● **DESCRIPTION OF THE TASK**: Transcribe all of the material exactly.

● **EXTRACTED INFORMATION**:

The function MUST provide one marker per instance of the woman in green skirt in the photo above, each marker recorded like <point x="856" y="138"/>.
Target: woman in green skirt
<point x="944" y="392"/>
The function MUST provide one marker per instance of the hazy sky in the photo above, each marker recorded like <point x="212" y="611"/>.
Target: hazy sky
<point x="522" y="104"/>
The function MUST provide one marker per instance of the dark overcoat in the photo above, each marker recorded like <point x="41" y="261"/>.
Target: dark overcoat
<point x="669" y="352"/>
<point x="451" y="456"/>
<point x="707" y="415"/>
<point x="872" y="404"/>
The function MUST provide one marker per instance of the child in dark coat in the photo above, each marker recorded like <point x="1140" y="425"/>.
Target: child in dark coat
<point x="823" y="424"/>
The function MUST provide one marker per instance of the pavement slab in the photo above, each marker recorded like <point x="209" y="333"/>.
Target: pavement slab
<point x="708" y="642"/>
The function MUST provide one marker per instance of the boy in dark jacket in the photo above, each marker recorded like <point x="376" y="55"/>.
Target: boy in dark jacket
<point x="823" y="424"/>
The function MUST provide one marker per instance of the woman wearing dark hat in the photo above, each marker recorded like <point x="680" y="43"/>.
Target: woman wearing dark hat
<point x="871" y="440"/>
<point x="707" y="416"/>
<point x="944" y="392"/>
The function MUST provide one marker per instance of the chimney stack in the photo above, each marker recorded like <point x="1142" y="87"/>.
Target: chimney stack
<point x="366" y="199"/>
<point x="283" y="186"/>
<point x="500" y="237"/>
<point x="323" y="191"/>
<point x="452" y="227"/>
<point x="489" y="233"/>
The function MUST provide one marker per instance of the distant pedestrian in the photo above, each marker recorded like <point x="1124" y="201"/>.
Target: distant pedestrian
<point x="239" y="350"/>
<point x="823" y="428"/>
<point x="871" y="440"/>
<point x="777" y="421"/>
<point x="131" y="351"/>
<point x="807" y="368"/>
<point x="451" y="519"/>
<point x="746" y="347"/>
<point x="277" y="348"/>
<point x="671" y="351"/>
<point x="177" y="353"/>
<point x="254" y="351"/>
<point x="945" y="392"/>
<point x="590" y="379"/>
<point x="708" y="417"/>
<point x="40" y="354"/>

● **COMPLETE ANSWER**:
The function MUST provide one marker per instance of the woman in green skirt in the photo above, each marker recorded like <point x="856" y="138"/>.
Target: woman in green skirt
<point x="944" y="392"/>
The function MUST provide one marker per instance of the hazy sky in the photo above, each marker recorded like <point x="212" y="611"/>.
Target: hazy sky
<point x="522" y="104"/>
The function MUST provide one marker per instance of the dark overcoat in the photo above, each marker recorded like <point x="41" y="261"/>.
Target: dark overcoat
<point x="669" y="352"/>
<point x="451" y="456"/>
<point x="707" y="415"/>
<point x="872" y="404"/>
The function MUST provide one marker per instance of the child in dark coat in the photo above, each marker recorded like <point x="1140" y="425"/>.
Target: child in dark coat
<point x="823" y="424"/>
The function MUST provide one marker per instance of the pavement slab in the photo above, each marker recorded like <point x="209" y="333"/>.
Target: pavement slab
<point x="708" y="642"/>
The function MUST provide one marker per instance of the boy in dark jacket in the photo above, each marker recorded like <point x="376" y="55"/>.
Target: boy in dark jacket
<point x="823" y="424"/>
The function MUST provide one marker per instance of the woman wearing dark hat in the photo above, each marker recorded like <point x="680" y="43"/>.
Target: woman wearing dark hat
<point x="871" y="440"/>
<point x="707" y="416"/>
<point x="944" y="392"/>
The function MUST provide one marker per instance of the chimney stack in the photo above, each marker recorded like <point x="1142" y="87"/>.
Target: chimney stack
<point x="366" y="199"/>
<point x="283" y="186"/>
<point x="500" y="237"/>
<point x="323" y="191"/>
<point x="452" y="227"/>
<point x="489" y="233"/>
The function MUST provide one marker per instance of the distant pedestrian in the photo above, each marker recorded like <point x="1124" y="201"/>.
Target: distant pedestrian
<point x="239" y="350"/>
<point x="823" y="428"/>
<point x="871" y="440"/>
<point x="777" y="421"/>
<point x="131" y="351"/>
<point x="807" y="368"/>
<point x="451" y="519"/>
<point x="746" y="347"/>
<point x="277" y="348"/>
<point x="671" y="351"/>
<point x="177" y="353"/>
<point x="254" y="351"/>
<point x="945" y="392"/>
<point x="590" y="379"/>
<point x="708" y="417"/>
<point x="40" y="354"/>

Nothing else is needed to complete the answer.